* REQUIRED TASK
Collect every line in the records below that contains the string "elbow", copying each line in full.

* Stored items

------------------------------------------------------------

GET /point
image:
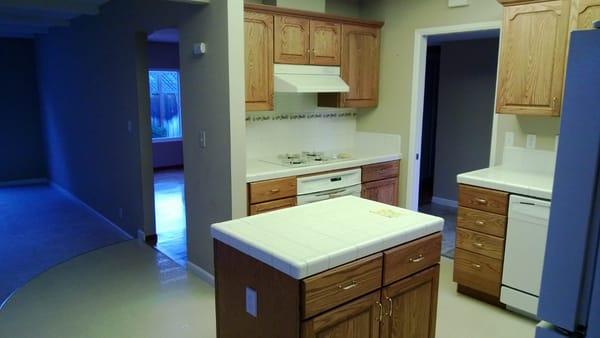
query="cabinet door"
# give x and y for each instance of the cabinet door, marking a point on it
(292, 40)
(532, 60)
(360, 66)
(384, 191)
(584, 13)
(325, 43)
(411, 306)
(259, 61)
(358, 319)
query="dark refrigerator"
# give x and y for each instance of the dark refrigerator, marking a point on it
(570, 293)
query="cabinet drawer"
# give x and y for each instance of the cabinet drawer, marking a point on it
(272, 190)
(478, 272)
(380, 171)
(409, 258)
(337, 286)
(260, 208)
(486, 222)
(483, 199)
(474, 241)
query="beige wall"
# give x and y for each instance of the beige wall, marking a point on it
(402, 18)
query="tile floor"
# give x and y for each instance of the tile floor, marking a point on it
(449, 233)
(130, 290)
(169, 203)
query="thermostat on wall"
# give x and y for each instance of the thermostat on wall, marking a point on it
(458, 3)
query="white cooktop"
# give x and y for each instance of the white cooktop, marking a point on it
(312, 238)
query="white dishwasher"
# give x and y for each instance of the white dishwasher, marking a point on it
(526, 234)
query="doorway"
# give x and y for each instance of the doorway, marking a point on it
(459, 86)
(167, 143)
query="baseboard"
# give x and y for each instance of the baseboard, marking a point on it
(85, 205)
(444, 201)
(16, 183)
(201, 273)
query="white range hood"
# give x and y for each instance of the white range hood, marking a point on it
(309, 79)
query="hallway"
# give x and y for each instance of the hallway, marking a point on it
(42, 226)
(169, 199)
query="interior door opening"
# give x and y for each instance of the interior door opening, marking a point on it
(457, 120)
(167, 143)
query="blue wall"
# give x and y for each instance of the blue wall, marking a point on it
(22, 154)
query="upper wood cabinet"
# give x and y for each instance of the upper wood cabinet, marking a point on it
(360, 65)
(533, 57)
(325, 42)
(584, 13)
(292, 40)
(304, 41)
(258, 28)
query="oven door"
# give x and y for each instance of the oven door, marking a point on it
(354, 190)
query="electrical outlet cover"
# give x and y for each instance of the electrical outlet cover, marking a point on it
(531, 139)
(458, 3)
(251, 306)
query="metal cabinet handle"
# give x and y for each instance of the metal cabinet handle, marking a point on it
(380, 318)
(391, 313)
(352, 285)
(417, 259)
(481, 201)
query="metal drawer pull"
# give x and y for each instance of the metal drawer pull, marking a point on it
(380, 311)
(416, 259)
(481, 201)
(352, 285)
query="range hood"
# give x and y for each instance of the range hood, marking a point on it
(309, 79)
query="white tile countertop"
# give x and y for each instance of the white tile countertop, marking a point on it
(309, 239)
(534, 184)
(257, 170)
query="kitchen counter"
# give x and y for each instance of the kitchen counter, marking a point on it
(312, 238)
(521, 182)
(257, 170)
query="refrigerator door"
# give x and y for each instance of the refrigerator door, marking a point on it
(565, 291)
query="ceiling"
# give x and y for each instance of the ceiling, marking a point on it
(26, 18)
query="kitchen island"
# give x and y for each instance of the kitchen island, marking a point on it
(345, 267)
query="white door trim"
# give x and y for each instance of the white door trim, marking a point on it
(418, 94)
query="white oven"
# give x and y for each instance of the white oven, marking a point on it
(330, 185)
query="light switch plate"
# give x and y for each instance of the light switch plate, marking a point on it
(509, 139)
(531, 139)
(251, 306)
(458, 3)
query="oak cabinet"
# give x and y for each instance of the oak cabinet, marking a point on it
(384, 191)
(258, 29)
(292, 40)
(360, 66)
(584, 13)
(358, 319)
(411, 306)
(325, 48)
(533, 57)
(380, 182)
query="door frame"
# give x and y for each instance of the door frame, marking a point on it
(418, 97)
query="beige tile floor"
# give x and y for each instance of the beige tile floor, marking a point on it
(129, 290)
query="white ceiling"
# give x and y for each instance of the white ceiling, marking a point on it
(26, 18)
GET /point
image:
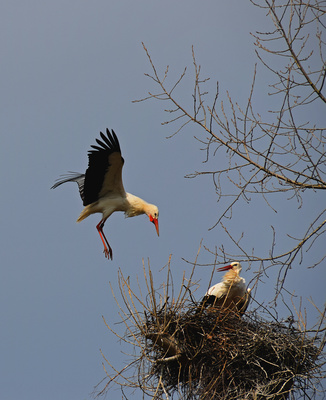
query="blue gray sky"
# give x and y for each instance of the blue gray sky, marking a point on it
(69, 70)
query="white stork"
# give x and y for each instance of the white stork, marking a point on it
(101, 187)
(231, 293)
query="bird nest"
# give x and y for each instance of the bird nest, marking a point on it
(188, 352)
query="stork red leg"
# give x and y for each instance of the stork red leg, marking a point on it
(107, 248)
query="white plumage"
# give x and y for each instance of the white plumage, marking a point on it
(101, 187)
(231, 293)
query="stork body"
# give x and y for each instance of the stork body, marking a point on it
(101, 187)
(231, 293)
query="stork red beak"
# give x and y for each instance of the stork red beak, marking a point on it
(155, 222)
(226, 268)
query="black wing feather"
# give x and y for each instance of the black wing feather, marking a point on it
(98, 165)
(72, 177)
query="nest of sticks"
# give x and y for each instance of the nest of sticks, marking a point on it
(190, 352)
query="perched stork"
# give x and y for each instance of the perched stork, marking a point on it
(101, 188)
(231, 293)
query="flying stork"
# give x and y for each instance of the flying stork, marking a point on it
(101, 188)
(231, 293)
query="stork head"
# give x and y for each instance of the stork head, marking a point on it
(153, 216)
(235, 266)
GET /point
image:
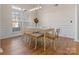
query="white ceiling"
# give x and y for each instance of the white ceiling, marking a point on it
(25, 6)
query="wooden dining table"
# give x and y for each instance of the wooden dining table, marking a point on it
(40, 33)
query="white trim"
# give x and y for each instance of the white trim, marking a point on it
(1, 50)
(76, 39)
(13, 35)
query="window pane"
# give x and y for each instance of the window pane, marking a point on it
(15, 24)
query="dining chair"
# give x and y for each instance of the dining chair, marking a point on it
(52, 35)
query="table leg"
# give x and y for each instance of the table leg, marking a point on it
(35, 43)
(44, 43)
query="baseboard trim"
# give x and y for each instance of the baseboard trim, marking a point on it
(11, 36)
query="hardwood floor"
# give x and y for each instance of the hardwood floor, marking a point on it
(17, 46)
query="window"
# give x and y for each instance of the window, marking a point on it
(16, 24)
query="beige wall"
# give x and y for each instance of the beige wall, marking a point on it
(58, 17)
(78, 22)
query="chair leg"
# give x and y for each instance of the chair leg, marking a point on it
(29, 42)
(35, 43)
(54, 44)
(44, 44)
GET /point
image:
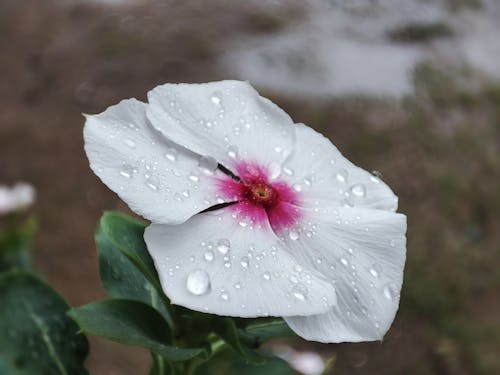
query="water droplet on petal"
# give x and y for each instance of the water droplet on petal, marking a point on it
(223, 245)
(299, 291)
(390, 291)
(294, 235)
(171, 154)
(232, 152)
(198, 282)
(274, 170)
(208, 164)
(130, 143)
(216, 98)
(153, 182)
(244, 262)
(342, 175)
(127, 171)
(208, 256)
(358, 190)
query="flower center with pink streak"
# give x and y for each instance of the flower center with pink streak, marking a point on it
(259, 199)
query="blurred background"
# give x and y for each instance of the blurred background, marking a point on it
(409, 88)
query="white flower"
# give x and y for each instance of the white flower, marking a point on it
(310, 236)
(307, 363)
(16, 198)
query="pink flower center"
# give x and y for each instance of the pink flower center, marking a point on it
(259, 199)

------------------------------------------------------------

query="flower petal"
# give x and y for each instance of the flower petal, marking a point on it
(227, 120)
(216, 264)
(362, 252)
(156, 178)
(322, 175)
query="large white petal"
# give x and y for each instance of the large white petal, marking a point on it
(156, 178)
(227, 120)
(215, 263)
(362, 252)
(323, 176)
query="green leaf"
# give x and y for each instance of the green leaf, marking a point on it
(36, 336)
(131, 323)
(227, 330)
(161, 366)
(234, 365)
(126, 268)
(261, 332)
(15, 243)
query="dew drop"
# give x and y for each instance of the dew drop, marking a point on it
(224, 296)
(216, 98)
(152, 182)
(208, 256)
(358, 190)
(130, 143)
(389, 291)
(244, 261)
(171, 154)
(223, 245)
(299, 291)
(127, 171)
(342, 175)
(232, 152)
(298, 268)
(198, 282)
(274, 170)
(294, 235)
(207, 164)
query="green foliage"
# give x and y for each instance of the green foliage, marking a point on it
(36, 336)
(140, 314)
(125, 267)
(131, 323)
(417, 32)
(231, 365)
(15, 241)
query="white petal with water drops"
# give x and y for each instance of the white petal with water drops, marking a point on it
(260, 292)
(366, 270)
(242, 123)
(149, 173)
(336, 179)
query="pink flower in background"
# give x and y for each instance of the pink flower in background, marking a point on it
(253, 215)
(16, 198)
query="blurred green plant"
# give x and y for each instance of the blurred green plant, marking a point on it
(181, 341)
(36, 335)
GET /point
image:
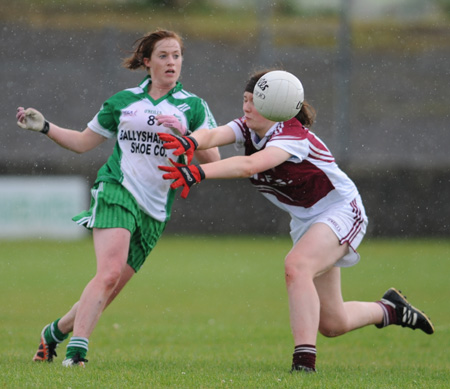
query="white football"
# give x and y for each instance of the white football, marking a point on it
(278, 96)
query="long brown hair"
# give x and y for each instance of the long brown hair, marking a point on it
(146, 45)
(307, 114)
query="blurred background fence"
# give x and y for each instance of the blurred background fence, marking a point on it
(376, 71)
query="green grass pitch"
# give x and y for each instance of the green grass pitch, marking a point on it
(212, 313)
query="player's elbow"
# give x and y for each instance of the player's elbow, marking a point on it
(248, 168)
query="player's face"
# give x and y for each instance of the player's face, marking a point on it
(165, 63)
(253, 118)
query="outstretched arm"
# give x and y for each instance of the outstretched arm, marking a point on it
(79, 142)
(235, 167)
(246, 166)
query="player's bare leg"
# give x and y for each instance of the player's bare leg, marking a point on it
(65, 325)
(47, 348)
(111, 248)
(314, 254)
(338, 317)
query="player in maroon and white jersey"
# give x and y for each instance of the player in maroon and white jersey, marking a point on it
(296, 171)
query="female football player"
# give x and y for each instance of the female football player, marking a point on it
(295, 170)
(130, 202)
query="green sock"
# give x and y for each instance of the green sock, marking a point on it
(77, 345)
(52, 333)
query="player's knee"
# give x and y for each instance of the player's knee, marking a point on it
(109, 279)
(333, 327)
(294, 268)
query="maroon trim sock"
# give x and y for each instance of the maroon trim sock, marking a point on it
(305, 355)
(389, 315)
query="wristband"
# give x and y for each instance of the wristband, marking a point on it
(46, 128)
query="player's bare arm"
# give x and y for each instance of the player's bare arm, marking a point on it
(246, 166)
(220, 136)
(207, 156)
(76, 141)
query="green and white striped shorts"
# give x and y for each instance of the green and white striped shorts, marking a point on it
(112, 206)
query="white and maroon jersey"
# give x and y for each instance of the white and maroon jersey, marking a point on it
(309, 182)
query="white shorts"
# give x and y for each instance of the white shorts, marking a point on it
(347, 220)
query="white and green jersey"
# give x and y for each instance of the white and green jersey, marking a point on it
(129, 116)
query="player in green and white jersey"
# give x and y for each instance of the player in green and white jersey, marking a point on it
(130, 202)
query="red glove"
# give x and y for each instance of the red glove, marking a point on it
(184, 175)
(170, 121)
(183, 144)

------------------------------------------------------------

* WRITTEN REPLY
query="player's elbow"
# give x and y for each instance of the player's elbow, marking a point on it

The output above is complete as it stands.